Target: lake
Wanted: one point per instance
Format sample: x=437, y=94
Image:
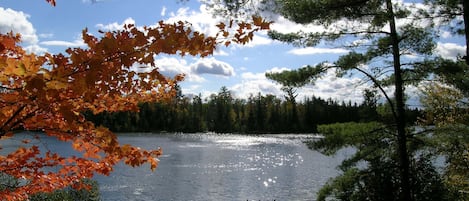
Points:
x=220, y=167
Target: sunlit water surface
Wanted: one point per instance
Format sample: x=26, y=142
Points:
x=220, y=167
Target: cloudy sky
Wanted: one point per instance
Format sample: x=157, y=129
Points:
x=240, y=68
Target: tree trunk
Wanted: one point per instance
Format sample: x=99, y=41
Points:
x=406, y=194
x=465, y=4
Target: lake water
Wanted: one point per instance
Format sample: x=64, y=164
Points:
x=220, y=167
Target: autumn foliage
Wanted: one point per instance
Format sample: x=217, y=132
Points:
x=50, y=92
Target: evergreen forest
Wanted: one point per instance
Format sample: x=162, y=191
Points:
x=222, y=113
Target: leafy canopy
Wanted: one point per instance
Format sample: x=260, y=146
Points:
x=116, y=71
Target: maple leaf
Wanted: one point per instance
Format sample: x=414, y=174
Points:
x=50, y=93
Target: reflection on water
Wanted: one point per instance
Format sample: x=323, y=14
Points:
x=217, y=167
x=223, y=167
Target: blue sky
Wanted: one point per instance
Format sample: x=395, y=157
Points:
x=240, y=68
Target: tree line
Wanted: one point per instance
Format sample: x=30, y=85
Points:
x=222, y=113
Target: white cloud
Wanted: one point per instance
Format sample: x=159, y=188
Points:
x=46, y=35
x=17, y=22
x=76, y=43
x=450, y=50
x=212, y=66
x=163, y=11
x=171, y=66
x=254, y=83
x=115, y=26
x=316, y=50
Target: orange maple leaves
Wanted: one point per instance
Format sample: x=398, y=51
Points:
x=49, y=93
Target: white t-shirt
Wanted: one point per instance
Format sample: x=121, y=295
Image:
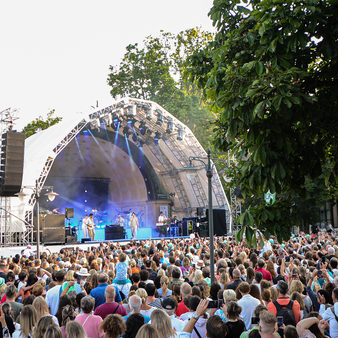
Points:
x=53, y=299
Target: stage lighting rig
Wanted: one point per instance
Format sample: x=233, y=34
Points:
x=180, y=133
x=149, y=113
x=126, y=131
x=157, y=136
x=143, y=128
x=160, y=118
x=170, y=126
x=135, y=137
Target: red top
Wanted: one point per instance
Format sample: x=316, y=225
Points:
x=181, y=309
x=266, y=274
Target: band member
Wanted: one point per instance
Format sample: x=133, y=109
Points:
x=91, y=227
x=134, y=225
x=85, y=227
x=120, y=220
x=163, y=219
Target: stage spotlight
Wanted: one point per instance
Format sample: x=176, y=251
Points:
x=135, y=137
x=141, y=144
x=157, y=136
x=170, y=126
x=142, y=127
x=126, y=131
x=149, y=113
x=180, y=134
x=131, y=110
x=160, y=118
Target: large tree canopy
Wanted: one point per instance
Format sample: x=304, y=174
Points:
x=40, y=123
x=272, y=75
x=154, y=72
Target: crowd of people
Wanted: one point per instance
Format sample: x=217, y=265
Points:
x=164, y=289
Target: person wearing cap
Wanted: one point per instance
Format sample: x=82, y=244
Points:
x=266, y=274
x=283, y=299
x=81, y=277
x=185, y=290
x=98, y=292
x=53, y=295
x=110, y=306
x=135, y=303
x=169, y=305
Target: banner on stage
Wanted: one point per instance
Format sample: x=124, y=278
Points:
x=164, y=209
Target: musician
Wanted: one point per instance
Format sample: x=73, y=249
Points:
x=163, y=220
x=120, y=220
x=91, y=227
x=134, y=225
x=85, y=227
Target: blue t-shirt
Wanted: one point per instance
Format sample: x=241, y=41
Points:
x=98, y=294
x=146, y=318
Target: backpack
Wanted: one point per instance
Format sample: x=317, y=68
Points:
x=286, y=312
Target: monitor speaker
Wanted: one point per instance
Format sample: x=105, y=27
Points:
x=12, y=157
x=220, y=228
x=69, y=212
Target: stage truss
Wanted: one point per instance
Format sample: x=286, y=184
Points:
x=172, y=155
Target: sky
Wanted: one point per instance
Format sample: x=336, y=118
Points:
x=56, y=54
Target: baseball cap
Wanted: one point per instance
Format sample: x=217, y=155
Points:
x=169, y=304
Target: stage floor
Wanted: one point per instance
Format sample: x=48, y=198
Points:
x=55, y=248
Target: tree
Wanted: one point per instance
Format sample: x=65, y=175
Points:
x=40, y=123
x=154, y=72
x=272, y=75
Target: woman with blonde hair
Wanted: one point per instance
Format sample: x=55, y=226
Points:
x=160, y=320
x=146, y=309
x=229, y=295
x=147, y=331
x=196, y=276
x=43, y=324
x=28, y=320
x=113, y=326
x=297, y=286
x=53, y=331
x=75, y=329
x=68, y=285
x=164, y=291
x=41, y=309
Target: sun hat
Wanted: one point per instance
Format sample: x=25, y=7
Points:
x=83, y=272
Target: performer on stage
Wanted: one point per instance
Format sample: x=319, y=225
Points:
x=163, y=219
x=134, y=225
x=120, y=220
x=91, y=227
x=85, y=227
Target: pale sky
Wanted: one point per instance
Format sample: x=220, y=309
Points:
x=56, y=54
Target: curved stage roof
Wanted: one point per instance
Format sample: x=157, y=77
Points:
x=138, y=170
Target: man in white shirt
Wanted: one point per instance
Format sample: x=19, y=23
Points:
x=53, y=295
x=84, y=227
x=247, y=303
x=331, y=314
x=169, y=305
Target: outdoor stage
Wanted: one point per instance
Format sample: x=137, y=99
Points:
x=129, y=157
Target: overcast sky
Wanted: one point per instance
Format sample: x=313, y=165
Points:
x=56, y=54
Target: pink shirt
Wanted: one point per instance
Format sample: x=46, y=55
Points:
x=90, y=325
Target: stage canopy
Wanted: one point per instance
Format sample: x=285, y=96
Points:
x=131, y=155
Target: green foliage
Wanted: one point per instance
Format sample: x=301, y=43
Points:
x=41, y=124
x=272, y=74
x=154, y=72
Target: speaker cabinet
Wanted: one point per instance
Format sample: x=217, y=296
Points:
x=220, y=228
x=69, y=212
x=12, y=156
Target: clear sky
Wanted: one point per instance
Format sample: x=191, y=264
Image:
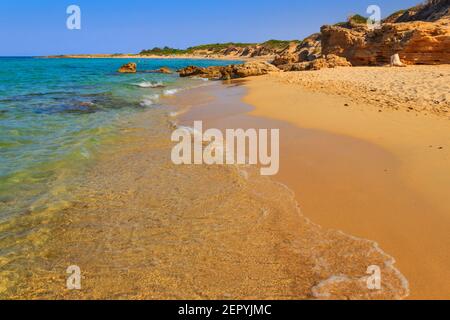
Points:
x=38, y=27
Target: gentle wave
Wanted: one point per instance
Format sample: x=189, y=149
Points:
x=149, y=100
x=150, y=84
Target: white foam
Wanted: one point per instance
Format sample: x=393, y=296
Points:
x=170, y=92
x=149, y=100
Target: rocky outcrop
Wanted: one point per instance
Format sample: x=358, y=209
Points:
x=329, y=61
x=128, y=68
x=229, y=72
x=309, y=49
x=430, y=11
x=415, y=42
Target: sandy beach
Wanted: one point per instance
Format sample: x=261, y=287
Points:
──────────
• _Goal of the exercise_
Lay out the material above as a JSON list of strings, one per line and skipping blank lines, from the line with "Target: sun hat" through the end of the material. Leave the pictures out of the list.

• _Reply_
[
  "Target: sun hat",
  "Wanted: one point per instance",
  "Format sample: x=25, y=7",
  "Points:",
  "x=83, y=272",
  "Target: performer on stage",
  "Wanted: one point per instance",
  "Format sample: x=319, y=225",
  "Points:",
  "x=163, y=219",
  "x=134, y=225",
  "x=120, y=220",
  "x=91, y=227",
  "x=85, y=227",
  "Target: pale sky",
  "Wanted: one point per instance",
  "Format sample: x=220, y=309",
  "Points:",
  "x=56, y=54",
  "Target: curved stage roof",
  "Wanted: one point per instance",
  "Format sample: x=157, y=77",
  "Points:",
  "x=138, y=170",
  "Target: man in white shirt",
  "Wanted: one point per instance",
  "Format sample: x=19, y=23",
  "Points:",
  "x=53, y=295",
  "x=84, y=227",
  "x=247, y=303",
  "x=331, y=314",
  "x=169, y=305",
  "Target: outdoor stage",
  "Wanted: one point per instance",
  "Format sample: x=137, y=99",
  "Points:",
  "x=129, y=157",
  "Target: overcast sky",
  "Wanted: one point per instance",
  "Format sample: x=313, y=165",
  "Points:",
  "x=56, y=54",
  "Target: pink shirt",
  "Wanted: one point per instance",
  "Format sample: x=46, y=55",
  "Points:",
  "x=90, y=325",
  "Target: stage canopy",
  "Wanted: one point per instance",
  "Format sample: x=285, y=96",
  "Points:",
  "x=131, y=155",
  "Target: green foliage",
  "Wanted: one point per instance",
  "Format sample: x=301, y=43",
  "Points:",
  "x=41, y=124",
  "x=272, y=74",
  "x=154, y=72",
  "Target: speaker cabinet",
  "Wanted: one point per instance",
  "Format sample: x=217, y=296",
  "Points:",
  "x=220, y=228",
  "x=69, y=212",
  "x=12, y=156",
  "Target: clear sky",
  "Wanted: one point per instance",
  "Format sample: x=191, y=264",
  "Image:",
  "Points:",
  "x=38, y=27",
  "Target: gentle wave",
  "Wanted: one point per instance",
  "Format sample: x=189, y=149",
  "Points:",
  "x=149, y=100",
  "x=150, y=84",
  "Target: white foam",
  "Wanted: one point per instance",
  "Format sample: x=393, y=296",
  "Points:",
  "x=170, y=92",
  "x=149, y=100",
  "Target: rocky outcrop",
  "Wanted: one point per instance",
  "Format sample: x=358, y=209",
  "Points:",
  "x=329, y=61",
  "x=128, y=68",
  "x=229, y=72",
  "x=309, y=49",
  "x=430, y=11",
  "x=415, y=42",
  "Target: sandy beach",
  "Wanted: one point per instance",
  "Format sample: x=261, y=287",
  "Points:"
]